[Stored items]
----
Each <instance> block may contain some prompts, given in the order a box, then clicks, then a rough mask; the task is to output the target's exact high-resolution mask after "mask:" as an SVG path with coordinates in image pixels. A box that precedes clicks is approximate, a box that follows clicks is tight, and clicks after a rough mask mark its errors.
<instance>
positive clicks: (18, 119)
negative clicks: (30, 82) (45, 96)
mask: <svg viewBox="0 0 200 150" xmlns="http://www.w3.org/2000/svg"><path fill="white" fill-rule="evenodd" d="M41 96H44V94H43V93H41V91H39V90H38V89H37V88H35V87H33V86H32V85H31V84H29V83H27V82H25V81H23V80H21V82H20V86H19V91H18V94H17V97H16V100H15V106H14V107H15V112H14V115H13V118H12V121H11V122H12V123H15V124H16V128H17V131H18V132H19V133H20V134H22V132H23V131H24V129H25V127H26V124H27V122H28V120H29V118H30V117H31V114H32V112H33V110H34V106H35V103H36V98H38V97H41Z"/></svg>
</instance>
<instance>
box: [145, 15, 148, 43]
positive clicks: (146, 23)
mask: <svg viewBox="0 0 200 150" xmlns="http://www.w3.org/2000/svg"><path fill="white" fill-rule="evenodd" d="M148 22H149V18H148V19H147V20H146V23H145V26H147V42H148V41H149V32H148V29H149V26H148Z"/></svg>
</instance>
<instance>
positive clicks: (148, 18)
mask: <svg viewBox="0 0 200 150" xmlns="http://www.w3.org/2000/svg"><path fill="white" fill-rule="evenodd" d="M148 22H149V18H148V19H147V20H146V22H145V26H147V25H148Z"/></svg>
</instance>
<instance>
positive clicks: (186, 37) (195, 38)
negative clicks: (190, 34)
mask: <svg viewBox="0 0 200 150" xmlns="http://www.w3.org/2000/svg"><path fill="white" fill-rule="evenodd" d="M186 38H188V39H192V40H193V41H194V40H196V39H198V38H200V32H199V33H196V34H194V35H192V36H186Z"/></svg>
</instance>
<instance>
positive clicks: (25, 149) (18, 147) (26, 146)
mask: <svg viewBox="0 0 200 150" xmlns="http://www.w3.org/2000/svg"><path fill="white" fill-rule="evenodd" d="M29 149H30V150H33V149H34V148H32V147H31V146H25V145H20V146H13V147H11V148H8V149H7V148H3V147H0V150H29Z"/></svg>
----
◆ Exercise aim
Your task is to repeat each of the records above exactly.

◆ Answer for the task
Each <instance> block may contain some prompts, given in the order a box, then clicks, then a rough mask; the task is to output the target's exact high-resolution mask after "mask:" as an SVG path with coordinates in image pixels. A box that precedes clicks is approximate, a box that follows clicks is tight, and clicks after a rough mask mark its errors.
<instance>
positive clicks: (18, 119)
negative clicks: (30, 82) (45, 96)
mask: <svg viewBox="0 0 200 150" xmlns="http://www.w3.org/2000/svg"><path fill="white" fill-rule="evenodd" d="M41 96H44V94H43V93H41V91H39V90H38V89H37V88H35V87H33V86H32V85H31V84H29V83H27V82H25V81H23V80H21V82H20V86H19V91H18V94H17V97H16V100H15V106H14V107H15V112H14V115H13V118H12V121H11V122H12V123H15V124H16V128H17V131H18V132H19V133H20V134H22V132H23V131H24V129H25V127H26V124H27V122H28V120H29V118H30V117H31V114H32V112H33V110H34V106H35V103H36V98H38V97H41Z"/></svg>
</instance>
<instance>
box: [145, 15, 148, 43]
positive clicks: (146, 23)
mask: <svg viewBox="0 0 200 150" xmlns="http://www.w3.org/2000/svg"><path fill="white" fill-rule="evenodd" d="M148 22H149V18H148V19H147V20H146V23H145V26H147V42H148V41H149V32H148V29H149V26H148Z"/></svg>
</instance>
<instance>
positive clicks: (148, 18)
mask: <svg viewBox="0 0 200 150" xmlns="http://www.w3.org/2000/svg"><path fill="white" fill-rule="evenodd" d="M148 22H149V18H148V19H147V20H146V22H145V26H147V25H148Z"/></svg>
</instance>
<instance>
positive clicks: (186, 37) (195, 38)
negative clicks: (190, 34)
mask: <svg viewBox="0 0 200 150" xmlns="http://www.w3.org/2000/svg"><path fill="white" fill-rule="evenodd" d="M186 38H188V39H192V40H193V41H194V40H196V39H198V38H200V32H199V33H196V34H194V35H192V36H186Z"/></svg>
</instance>
<instance>
positive clicks: (25, 149) (18, 147) (26, 146)
mask: <svg viewBox="0 0 200 150" xmlns="http://www.w3.org/2000/svg"><path fill="white" fill-rule="evenodd" d="M29 149H30V150H33V149H34V148H32V147H31V146H25V145H20V146H13V147H11V148H8V149H7V148H3V147H0V150H29Z"/></svg>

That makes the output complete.